WHAT YOU NEED TO DO:
In the passage on Kratié province, change "Stung Treng" to "Steung Treng" and reproduce the text between "Kratié (ក្រចេះ, Krâchéh" and "ក្រចេះ Krâchéh ([krɑːceh]).", inclusive.

SUPPLIED PASSAGE:
'''
Province of Cambodia

Kratié (ក្រចេះ, Krâchéh /km/; lit. Naringi crenulata), alternatively spelled Kracheh, is a province of Cambodia located in the northeast. It borders Stung Treng to the north, Mondulkiri to the east, Kampong Thom and Kampong Cham to the west, and Tboung Khmum, and the country of Vietnam to the south.

The province’s capital is the town of Kratié located within the Kratié Municipality.

==Name==
"Kratié" is the French spelling derived from the Khmer ក្រចេះ Krâchéh ([krɑːceh]).

==History==

The area now known as Kratié was part of the early first millennium Kingdom of Funan until Funan itself was superseded and absorbed in the 6th century by Chenla. Sampheak Borak, the former Royal Capital during the Chenla Era, is located in Sambo District. In addition, Kratié has Vihear Sasar Muayroy Pagoda built in the 16th century. This pagoda is related to a Khmer legend Krapeur Nen Thun (Venerable Monk Thun, the Crocodile). Kratié has several temples built in the 8th century such as Khvas Pi, Pram, and Koh Kring that has perfect deities, ancient halls, Khmer ancient houses, and French-style buildings. The area near Kratié along the Mekong River was one of the most densely populated regions of the pre-Angkorian era of Cambodia.
'''
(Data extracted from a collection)
'''
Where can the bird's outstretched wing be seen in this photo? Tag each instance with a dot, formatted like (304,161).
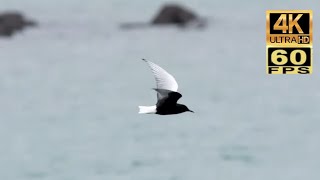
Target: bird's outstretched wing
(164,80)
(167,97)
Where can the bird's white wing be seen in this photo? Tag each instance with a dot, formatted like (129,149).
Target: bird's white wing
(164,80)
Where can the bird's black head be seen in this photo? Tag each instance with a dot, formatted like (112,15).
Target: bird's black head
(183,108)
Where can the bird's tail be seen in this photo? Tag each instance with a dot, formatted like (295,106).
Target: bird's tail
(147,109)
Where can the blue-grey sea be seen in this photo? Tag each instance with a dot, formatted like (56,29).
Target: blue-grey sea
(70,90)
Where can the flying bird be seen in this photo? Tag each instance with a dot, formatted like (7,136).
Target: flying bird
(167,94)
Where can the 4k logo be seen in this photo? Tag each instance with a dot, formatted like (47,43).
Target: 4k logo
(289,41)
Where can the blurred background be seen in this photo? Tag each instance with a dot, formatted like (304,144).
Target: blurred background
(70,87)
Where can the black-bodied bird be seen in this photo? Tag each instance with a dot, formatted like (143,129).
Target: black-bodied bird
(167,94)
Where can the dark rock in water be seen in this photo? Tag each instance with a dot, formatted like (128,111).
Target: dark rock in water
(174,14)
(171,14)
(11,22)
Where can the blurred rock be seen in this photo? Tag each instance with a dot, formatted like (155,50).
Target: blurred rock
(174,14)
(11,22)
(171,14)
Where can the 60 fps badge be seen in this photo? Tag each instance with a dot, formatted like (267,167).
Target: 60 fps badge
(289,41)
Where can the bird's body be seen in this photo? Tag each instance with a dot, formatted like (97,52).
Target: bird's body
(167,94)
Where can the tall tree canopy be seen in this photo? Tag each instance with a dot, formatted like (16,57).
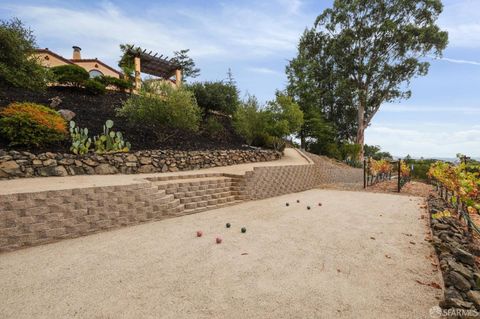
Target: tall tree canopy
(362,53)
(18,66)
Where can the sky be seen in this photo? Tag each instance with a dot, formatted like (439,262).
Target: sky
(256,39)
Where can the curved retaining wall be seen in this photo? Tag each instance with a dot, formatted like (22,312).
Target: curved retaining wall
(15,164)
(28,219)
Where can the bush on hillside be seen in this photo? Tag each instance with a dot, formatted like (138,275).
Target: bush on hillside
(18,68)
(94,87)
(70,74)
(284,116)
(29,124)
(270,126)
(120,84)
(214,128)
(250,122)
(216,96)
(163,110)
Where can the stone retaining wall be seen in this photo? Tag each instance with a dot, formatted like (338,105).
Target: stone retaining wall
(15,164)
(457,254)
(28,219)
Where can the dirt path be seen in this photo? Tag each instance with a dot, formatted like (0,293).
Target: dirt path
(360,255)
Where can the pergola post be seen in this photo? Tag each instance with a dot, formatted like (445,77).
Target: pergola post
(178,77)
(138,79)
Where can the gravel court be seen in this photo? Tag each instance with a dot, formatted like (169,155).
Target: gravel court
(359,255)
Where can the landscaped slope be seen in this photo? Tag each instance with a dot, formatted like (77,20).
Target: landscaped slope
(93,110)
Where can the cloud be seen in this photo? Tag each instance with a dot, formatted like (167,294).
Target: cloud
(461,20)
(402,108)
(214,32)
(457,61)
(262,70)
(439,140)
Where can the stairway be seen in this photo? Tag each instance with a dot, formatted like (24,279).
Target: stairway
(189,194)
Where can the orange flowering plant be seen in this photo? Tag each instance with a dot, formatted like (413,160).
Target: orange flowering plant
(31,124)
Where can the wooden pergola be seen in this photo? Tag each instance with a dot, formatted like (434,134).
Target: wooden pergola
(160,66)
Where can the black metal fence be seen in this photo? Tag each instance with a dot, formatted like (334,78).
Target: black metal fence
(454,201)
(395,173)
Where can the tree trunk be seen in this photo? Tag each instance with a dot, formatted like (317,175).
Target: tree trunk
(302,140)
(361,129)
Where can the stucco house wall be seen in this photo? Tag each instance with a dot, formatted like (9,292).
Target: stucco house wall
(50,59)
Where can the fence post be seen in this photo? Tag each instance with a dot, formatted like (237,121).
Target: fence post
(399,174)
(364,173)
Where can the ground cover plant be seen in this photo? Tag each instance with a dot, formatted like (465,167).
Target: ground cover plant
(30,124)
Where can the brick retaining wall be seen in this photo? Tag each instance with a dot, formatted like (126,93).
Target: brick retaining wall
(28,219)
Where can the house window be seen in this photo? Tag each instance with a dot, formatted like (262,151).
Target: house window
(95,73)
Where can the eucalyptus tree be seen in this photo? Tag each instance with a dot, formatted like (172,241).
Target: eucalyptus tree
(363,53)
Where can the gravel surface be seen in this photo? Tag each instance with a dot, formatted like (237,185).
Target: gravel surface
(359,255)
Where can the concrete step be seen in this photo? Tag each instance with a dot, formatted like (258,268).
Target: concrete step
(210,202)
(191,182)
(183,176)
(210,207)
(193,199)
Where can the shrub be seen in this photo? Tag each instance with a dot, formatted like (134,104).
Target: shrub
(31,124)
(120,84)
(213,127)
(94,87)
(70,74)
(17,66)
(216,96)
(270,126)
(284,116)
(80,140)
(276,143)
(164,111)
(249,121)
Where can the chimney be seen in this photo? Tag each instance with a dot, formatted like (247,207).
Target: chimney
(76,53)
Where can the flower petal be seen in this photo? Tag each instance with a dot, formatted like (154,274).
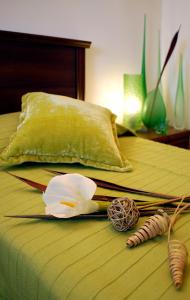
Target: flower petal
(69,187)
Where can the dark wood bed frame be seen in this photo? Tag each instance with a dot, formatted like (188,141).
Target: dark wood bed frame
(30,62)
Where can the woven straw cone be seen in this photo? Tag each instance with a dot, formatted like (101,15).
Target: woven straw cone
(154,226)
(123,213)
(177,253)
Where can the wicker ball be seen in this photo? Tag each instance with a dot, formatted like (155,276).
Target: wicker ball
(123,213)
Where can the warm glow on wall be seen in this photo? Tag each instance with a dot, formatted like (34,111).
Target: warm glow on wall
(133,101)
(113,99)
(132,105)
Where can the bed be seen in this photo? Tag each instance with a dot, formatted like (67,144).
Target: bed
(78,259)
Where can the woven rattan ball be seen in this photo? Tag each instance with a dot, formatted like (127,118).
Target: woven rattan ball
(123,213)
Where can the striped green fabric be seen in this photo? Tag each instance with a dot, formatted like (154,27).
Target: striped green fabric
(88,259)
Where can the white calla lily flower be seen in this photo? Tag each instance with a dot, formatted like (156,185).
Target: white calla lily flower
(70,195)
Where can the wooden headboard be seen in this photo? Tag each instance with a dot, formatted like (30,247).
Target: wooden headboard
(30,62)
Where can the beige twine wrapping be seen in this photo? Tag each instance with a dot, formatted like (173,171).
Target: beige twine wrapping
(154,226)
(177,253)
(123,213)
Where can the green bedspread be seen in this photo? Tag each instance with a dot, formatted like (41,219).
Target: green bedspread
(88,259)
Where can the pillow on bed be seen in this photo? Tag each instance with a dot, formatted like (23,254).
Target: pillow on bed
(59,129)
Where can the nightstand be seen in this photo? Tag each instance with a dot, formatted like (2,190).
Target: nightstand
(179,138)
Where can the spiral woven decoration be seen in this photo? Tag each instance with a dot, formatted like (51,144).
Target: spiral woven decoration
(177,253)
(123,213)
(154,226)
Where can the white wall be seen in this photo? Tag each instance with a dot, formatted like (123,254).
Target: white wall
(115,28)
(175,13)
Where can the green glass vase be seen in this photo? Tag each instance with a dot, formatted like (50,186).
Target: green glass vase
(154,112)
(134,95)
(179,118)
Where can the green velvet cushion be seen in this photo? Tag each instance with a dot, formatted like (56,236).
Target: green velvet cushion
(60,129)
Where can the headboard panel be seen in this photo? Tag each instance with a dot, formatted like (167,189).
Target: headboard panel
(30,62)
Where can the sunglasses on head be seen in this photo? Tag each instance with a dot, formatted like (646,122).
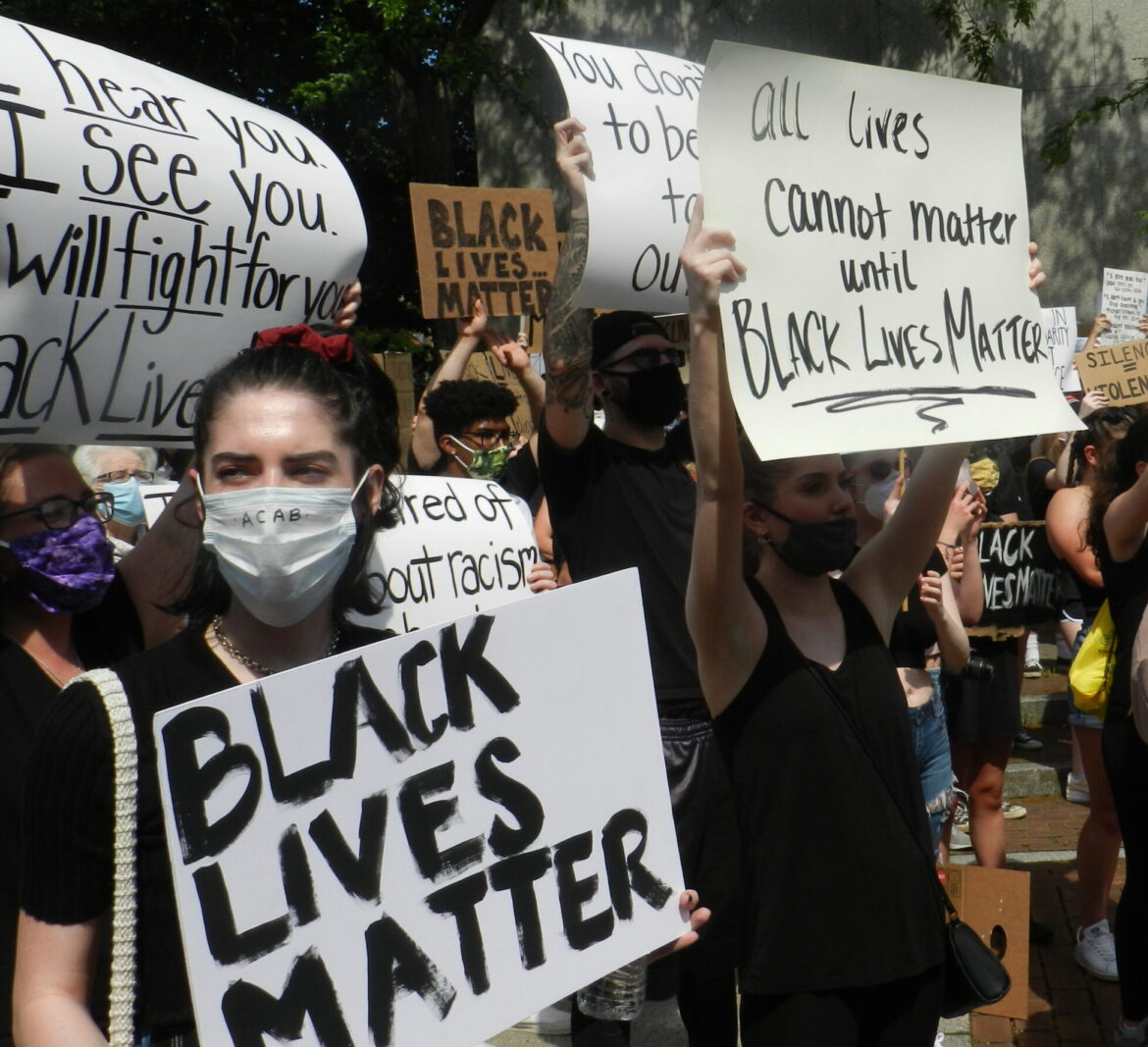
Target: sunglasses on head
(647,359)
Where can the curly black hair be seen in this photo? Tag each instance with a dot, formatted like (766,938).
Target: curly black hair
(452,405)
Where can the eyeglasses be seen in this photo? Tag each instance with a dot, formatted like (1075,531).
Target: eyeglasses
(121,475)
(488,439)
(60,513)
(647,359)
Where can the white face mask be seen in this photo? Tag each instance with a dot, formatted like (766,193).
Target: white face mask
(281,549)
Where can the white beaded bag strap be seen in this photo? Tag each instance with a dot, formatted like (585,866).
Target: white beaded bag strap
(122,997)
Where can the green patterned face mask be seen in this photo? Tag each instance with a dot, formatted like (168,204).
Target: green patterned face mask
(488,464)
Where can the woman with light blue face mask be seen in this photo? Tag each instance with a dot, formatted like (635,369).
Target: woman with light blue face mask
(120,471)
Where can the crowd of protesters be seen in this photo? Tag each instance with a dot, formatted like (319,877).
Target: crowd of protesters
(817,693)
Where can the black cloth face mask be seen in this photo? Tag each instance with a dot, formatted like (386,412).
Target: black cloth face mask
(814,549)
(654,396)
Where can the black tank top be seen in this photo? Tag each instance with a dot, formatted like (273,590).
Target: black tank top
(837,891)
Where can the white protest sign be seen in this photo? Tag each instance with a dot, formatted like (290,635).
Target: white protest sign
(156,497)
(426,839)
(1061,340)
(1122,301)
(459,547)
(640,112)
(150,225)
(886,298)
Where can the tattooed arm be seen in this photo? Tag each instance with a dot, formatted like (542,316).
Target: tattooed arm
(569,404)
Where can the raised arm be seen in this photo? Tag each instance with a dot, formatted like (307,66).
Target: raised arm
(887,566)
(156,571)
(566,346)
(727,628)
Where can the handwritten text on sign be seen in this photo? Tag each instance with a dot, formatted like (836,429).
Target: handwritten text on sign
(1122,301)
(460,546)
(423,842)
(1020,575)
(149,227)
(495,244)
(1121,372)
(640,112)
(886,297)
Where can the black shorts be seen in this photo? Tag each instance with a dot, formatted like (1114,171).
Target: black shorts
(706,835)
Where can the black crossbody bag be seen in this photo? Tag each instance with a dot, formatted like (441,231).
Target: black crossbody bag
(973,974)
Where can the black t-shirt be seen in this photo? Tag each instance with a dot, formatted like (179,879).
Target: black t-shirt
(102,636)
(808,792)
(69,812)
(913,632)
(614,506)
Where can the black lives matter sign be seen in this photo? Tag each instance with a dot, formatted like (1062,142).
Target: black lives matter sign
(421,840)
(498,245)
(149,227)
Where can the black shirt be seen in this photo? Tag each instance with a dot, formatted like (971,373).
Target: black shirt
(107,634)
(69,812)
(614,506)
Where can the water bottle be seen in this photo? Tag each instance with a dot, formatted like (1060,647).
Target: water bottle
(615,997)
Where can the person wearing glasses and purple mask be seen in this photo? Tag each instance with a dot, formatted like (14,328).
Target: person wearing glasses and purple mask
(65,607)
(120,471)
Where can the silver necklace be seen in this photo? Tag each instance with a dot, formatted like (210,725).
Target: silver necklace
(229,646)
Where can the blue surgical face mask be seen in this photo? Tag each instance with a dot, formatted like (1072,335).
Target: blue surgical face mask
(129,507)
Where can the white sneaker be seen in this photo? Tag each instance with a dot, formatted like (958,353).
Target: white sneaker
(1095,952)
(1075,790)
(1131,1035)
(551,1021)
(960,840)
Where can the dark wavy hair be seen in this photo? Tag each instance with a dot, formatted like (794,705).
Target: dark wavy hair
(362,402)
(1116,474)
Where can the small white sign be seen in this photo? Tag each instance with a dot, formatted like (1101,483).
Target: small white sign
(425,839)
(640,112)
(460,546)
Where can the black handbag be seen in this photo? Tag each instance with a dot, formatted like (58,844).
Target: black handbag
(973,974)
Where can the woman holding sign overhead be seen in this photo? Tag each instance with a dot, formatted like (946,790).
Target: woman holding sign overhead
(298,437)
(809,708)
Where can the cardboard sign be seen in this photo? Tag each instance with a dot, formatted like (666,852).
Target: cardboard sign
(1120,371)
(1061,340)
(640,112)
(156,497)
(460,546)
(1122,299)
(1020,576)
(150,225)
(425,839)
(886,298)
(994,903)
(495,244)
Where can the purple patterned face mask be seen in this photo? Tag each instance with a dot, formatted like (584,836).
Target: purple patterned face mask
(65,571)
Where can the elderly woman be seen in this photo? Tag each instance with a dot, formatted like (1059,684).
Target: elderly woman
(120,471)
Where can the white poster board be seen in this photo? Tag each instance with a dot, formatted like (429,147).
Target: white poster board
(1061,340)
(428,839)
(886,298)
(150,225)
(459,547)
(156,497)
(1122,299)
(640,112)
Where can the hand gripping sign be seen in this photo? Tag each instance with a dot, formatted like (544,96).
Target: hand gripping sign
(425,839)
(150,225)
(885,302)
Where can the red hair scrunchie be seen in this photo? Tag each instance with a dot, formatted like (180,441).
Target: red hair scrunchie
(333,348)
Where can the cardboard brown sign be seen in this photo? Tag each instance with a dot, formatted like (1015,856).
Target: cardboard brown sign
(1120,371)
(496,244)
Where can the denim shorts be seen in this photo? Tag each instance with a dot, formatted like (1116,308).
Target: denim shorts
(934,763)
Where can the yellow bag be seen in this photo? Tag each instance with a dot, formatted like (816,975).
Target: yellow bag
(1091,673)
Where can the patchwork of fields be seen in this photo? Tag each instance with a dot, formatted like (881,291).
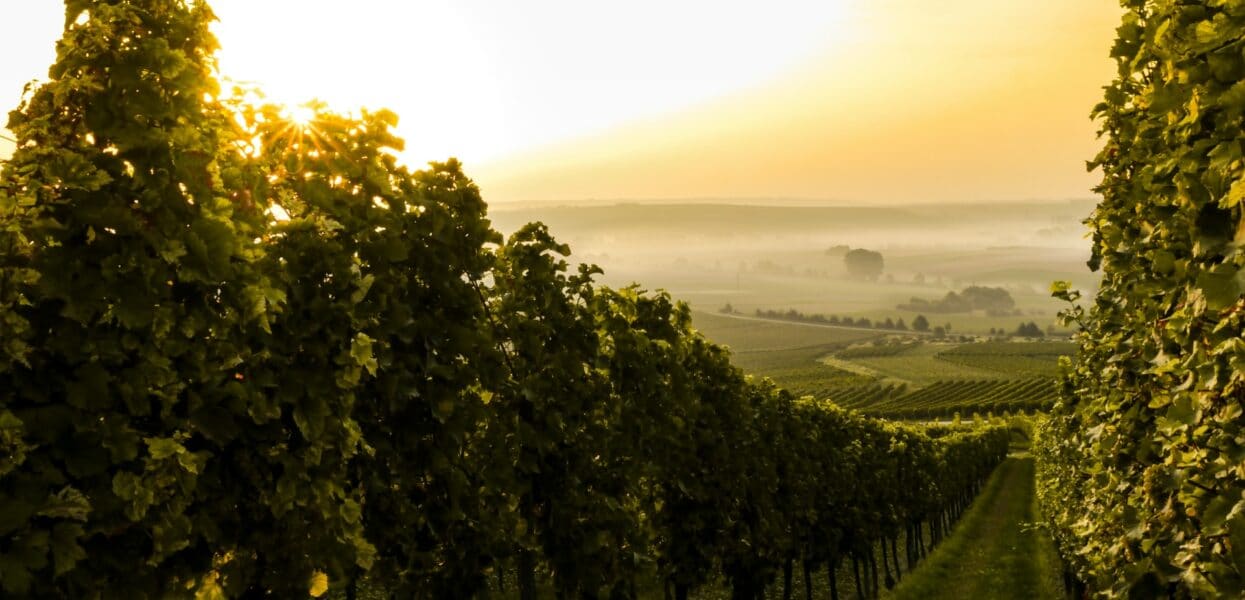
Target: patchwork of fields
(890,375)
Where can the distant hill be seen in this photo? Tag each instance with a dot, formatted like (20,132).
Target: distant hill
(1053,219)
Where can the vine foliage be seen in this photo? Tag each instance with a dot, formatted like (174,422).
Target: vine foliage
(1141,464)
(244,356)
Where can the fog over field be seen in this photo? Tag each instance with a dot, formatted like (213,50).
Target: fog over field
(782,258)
'''
SOLUTION:
Kratié (ក្រចេះ, Krâchéh /km/; lit. Naringi crenulata), alternatively spelled Kracheh, is a province of Cambodia located in the northeast. It borders Steung Treng to the north, Mondulkiri to the east, Kampong Thom and Kampong Cham to the west, and Tboung Khmum, and the country of Vietnam to the south.

The province’s capital is the town of Kratié located within the Kratié Municipality.

==Name==
"Kratié" is the French spelling derived from the Khmer ក្រចេះ Krâchéh ([krɑːceh]).